Alıntı
Birkaç gün önce çalıştığım hastanenin acil servisine ilaç zehirlenmesi nedeniyle birini getirmişlerdi. Herkes onu kurtarabilmek için elinden geleni yaptı. Sonunda başardılar da. Genel durumu toparlanınca acil doktoru durumu raporlamak için bu girişiminin nedenini öğrenmek istedi. Daha 30 yaşında genç bir erkekti hastamız. Yaşadığı çaresizliği gözyaşları içinde şöyle anlattı: “Ben iki yıl önce ailemi de alıp İstanbul’a geldim. Bizim oralarda iş yok, para yok. Bir umutla geldik. Bir fabrikada iş buldum. Aldığım maaş bizi ne doyuruyor, ne de aç bırakıyordu. Ama tutunuyorduk. Salgın gerekçesiyle her gün diken üstünde gidiyorduk işe. Acaba bizi de ücretsiz izne mi çıkaracaklar diye korkudan ödümüz patlıyordu. Bundan da kötüsü oldu. Bir gün işe gittim ve işçi fazla deyip beni işten çıkardılar. Dünya başıma çöktü. Haftalarca iş aradım. Her şey tepetaklak oldu. Eve gitmek istemiyordum ama kaçacak bir yer yoktu. İçinde bulunduğum durumu daha fazla kaldıramadım.”
Nasıl kaldıracaktı ki? Emekçiler için çalışırken ve az da olsa bir gelirin varken bile markete pazara uğramak ürkütücü hale gelmiş durumda. Evde kaynamak zorunda olan tencerede çeşit yok artık. Bir koca tencere makarna, belki biraz salçalı patates birkaç gün durumu kurtarıyor. Ekonomimiz şaha kalkıyor diyen ve dünya lideri olmakla övünenler şimdi emekçileri patates, soğan dağıtarak oyalamayı planlıyorlar. Bir yanda servetleri katlanarak artan işçi düşmanı kapitalistler, balya balya paraları arabalarının bagajlarına doldurup, sosyal medyada emekçilerin gözüne sokan iktidarın çanak yalayıcıları; diğer yanda sefalet endekslerinde en kötü 5 ülke içinde yer alan Türkiye.
Kimi 70 yaşında, kimi daha hayatının baharındayken intihar eden insanlarımızın sayıları artıyor. İşsizlik ve yoksulluğu gizlemek için yaptıkları gibi intihar oranlarını da rakamlara takla attırarak azaltanlar, nedenlerine gelince de benzer dalavereleri çevirmekte pek mahirler. İntihar edenlerin psikolojik sorunları varmış, sevdiğine vermemişler gibi gerekçelerin yanı sıra “nedeni bilinmeyen intiharlar” diye bir grup daha var. Anlamak isteyene nedenleri gün gibi ortada olan intiharlar yeterince açıklayıcı aslında.

Sunulan Bilgiler
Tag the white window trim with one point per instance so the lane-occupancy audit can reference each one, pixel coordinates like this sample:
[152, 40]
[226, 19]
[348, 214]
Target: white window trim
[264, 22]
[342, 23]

Verilen Görev
Yoksulluk ve intiharlar konulu alıntıyı son cümlesinden sonra sürdürün.

Görevin Yanıtı
Emekçilerin bir yandan salgın karşısında yaşadığı korku diğer yanda fiziksel ve ruhsal bütünlüğünü koruyamamanın verdiği sıkışmışlık onları gerçek çözümleri göremez hale getiriyor. Son üç yıldır siyanürle toplu intiharların yanı sıra gençlerimizin işsizlik ve yoksulluk nedeniyle acı dolu mektuplar bırakarak hayatına son verdiğine daha sık tanık oluyoruz. Sosyal hayatın dışına itilen, yalnızlaştırılan, işini ve gelirini kaybeden insanların sayısı arttıkça intihar oranları da artıyor. İSİG Meclisinin yaptığı araştırmaya göre son 8 yılda 502 işçi intihara sürüklendi. Nedenleri sorgulandığında ilk sıraları ağır borç yükü ve işsizlik sorununun aldığını görüyoruz. Veda mektuplarında, hayattan tat alamaz hale geldiklerini, birkaç günlük bir tatil için bile bir yıl çalışmak zorunda kaldıklarını, hayal kuramadıklarını, geleceğe dair umutlarının kalmadığını ve daha pek çok sorunu gayet açık anlatıyorlar.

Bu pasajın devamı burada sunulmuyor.